-------- Passage provided

The cases in (2) relate to the same image schemas of CONTAINMENT and PATH, but are understood in a slightly different way, as diagrammed in Figure 7.6:

Here the path and containment schemas relate somewhat differently. Instead of a single entity moving progressively further along a path from a container towards an end point, we have an entity whose outside edge progressively expands outwards from a position of containment. Unlike in the previous case, the area between the container and the edge of the trajector is taken up by a continuous quantity of the moving entity – think of the beans being poured from a tin onto a plate. Once again, a variety of apparently dissimilar forms is argued to correspond to a single image schematic structure.

QUESTION Consider the following passage (Johnson 1987: 30–31).

You wake out of a deep sleep and peer out from beneath the covers into your room. You gradually emerge out of your stupor, pull yourself out from under the covers, climb into your robe, stretch out your limbs, and walk in a daze out of the bedroom into the bathroom. You look in the mirror and see your face staring out at you. You reach into the medicine cabinet, take out the toothpaste, squeeze out some toothpaste, put the toothbrush into your mouth, brush your teeth in a hurry, and rinse out your mouth.

Can the uses of out here be described in the same way?

How might we describe the uses of in? The type of diagrammatic representation seen in the discussion of out has proved a popular means of indicating the different meanings of prepositions. This means of representation was developed principally by Langacker (1987) and Lakoff (1987). Here we will briefly give the flavour of an influential analysis of the preposition over by Brugman and Lakoff, as presented in Lakoff (1987: 416–461).

Lakoff distinguishes four basic senses of over, each of which receives a diagrammatic representation. The first is the one found in clauses like the plane is flying over the hill or the bullet passed over our heads, which Lakoff represents as in Figure 7.7.

The trajector (the plane/bullet) is conceived as on a path which passes above and across the landmark (the hill/heads). The diagram gives a concise abstract representation of the spatial configurations involved.

The second sense of over is the stative above sense, as found in the helicopter is hovering over the hill or the painting is over the fireplace. This is identical to schema 1, except that it lacks the path component:

A third sense of over is the covering sense, as in the blanket is over the bed. Here the trajector is at least two-dimensional, and extends across the edges of the landmark, as in Figure 7.9.

----------------
-------- Input data

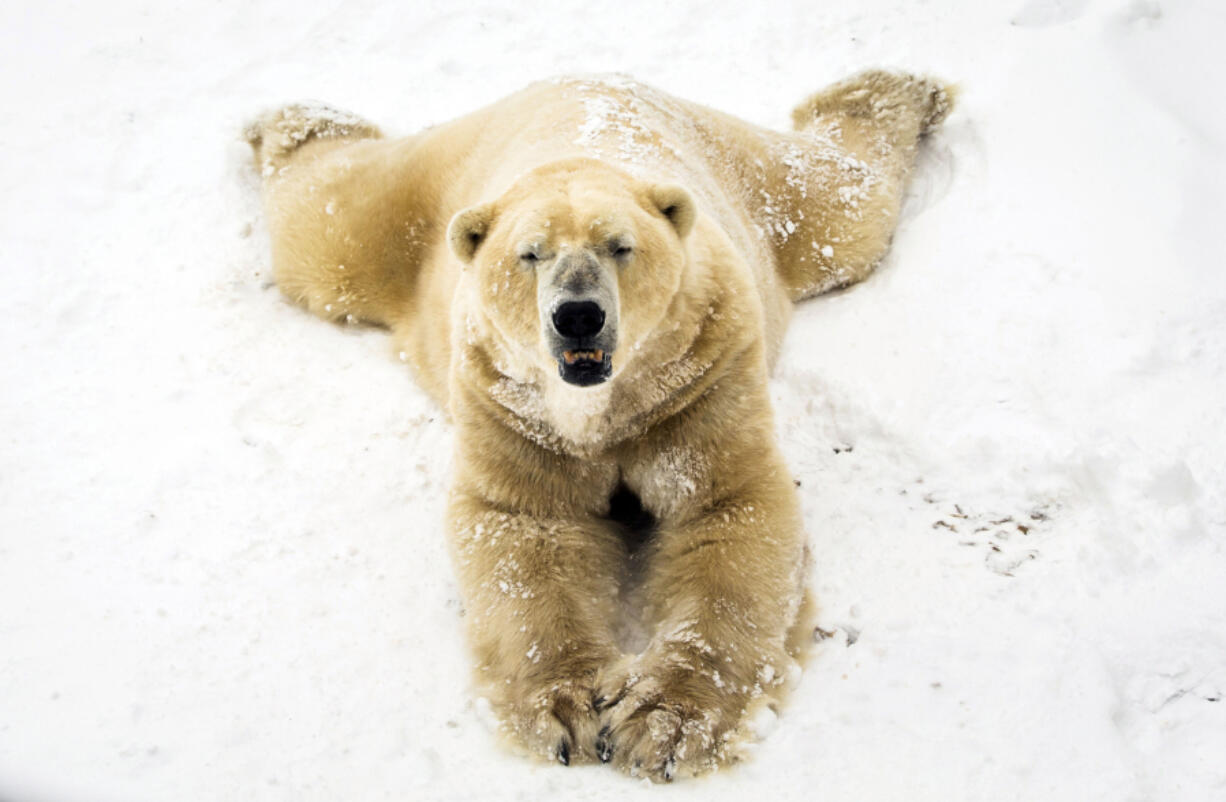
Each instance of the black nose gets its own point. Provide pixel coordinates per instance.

----------------

Tasks to carry out:
a. Retype the passage on image schemas and prepositions word for word, starting at "Lakoff distinguishes four" and ending at "spatial configurations involved.".
b. Extend the passage on image schemas and the senses of over, picking up after its final sentence.

Answers to this exercise:
a.
Lakoff distinguishes four basic senses of over, each of which receives a diagrammatic representation. The first is the one found in clauses like the plane is flying over the hill or the bullet passed over our heads, which Lakoff represents as in Figure 7.7.

The trajector (the plane/bullet) is conceived as on a path which passes above and across the landmark (the hill/heads). The diagram gives a concise abstract representation of the spatial configurations involved.

b.
The final basic schema is the ‘reflexive’ schema, which occurs in such uses as turn the paper over or roll the log over. Here we have the object moving above and across itself, as illustrated in Figure 7.10.

 

Each of these four basic senses can be specialized to cover a range of subsenses. Consider the use of over in Sam walked over the hill. This is a specialization of schema 1, except that there is contact between the land mark (the hill) and the trajector (Sam). Similarly, Sam lives over the hill can be treated as an instance of schema 1, but with the path as understood, and a focus on the endpoint. Lakoff diagrams the image schema for this as follows:

To say that Sam lives over the hill is to evoke the image of a trajector (Sam) on one side of a landmark (the hill), and an imagined path which the trajector has taken in order to arrive there. This representation accounts for the fact that we use the same preposition for two quite different types of situation, by associating both situations with fundamentally the same trajector–landmark structure. Similarly, Lakoff proposes the image schema in Figure 7.12 to account for instances like I walked all over the hill:

This is a variation on the covering schema (Figure 7.9). Here, it is the path taken by the trajector which ends up covering the landmark.

 QUESTION What are some of the advantages and problems of diagrammatic representations like these?

QUESTION Consider the following uses of over:

The ball landed over the wall.

 The town is over the next hill.

Sam climbed over the wall.

Someone has stuck some cardboard over the hole in the ceiling.

 Which image schematic sense of overdo they belong to? How easy is it to decide? Could any use ever belong to more than one sense?